Document excerpt ::
# # # # # # #
UPDATE: (07/07/2020 5:05 p.m.)
MORGANTOWN, W.Va. – The Monongalia County Health Department issued a press release Sunday announcing an at least 61.7% increase in diagnosed positive cases since the start of July.
The number of new COVID-19 cases in the first five days of the month account for 38.2% of all cases recorded in Monongalia County since the first positive case was announced on March 19.
“Monongalia County has seen a dramatic spike in COVID-19,” said Dr. Lee B. Smith, MCHD executive director and county health officer. “Theses cases are from restaurants and bar staff, as well as gyms and fitness centers, vacations, barbecues and travel-related exposures.”
Smith says, “This has resulted in widespread community-acquired COVID-19 from not wearing masks and not practicing social distancing”.
# # # # # # #
[Stored items]

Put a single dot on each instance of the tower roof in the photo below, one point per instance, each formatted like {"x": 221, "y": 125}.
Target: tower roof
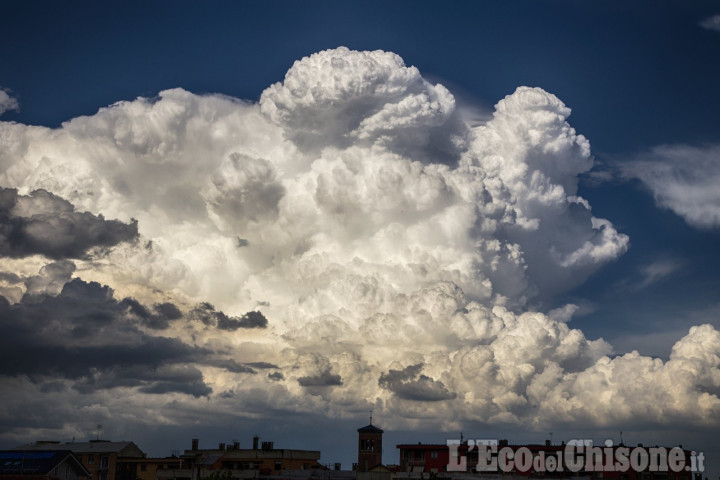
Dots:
{"x": 370, "y": 429}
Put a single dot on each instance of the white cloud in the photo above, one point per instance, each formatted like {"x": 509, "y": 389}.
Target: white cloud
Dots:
{"x": 377, "y": 232}
{"x": 683, "y": 179}
{"x": 711, "y": 23}
{"x": 7, "y": 102}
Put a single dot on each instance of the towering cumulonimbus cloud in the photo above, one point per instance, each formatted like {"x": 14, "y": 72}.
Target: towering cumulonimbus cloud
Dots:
{"x": 370, "y": 248}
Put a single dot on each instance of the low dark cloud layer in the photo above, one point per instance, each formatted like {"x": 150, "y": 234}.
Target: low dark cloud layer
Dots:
{"x": 86, "y": 336}
{"x": 43, "y": 223}
{"x": 410, "y": 384}
{"x": 206, "y": 313}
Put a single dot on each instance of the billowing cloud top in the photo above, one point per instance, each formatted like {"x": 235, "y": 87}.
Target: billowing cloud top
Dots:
{"x": 392, "y": 249}
{"x": 7, "y": 102}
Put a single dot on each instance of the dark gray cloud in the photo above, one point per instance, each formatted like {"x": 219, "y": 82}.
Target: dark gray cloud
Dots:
{"x": 88, "y": 337}
{"x": 43, "y": 223}
{"x": 262, "y": 365}
{"x": 410, "y": 384}
{"x": 160, "y": 316}
{"x": 206, "y": 313}
{"x": 325, "y": 379}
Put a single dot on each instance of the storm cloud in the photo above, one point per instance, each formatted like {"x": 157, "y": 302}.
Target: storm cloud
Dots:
{"x": 410, "y": 384}
{"x": 403, "y": 257}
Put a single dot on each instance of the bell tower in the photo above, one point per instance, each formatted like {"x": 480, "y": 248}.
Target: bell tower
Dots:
{"x": 369, "y": 447}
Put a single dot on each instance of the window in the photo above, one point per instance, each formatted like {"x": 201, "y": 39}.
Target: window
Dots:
{"x": 367, "y": 445}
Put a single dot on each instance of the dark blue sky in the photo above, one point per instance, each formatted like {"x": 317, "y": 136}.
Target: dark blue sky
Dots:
{"x": 636, "y": 74}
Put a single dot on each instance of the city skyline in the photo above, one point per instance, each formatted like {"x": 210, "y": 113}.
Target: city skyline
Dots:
{"x": 496, "y": 219}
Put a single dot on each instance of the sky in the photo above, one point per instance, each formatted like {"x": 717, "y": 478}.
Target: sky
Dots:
# # # # # # #
Work instructions ::
a) According to the news report on COVID-19 cases in Monongalia County, list every source of the cases that Dr. Lee B. Smith names.
b) In the news report on COVID-19 cases in Monongalia County, on what date was the county's first positive case announced?
c) Extend the news report on COVID-19 cases in Monongalia County past its final sentence.

Task-by-task outputs ::
a)
- Restaurants and bar staff
- Gyms and fitness centers
- Vacations
- Barbecues
- Travel-related exposures

b) March 19.

c)
“Things have been moving at breakneck speed,” Dr. Smith said. “The West Virginia Bureau for Public Health designates more than three cases at any given location as an outbreak, and currently, there are three officially designated outbreaks in Monongalia County, with at least that many unofficial outbreaks that have not yet been given an outbreak number.”
On Wednesday, July 1, there were 162 reported diagnosed cases in Monongalia County, accumulated since March 19. Since July 1, numbers began increasing significantly. Cases went up by four on July 1; 16 on July 2; 14 on July 3; 29 on July 4 and 37 on July 5. Also, there are additional cases expected to be confirmed.
As of the afternoon of July 7, Smith confirmed there were more than 300 cases in the county. He said if you look at the age breakdown, more than 100 cases are in the 17-29-year-old group, so 77 percent of the cases. And then the 30-49-year-old group is about 20 percent of our cases and then the above 50-year-old group is the remaining.
Smith said there is an extensive contact tracing effort going on at MCHD with the help of the state government. Contact tracers have been met with belligerent and uncooperative individuals, which has hindered the process. He said people only see the effort as tracing 130 or so people who have been infected, but it is more than that.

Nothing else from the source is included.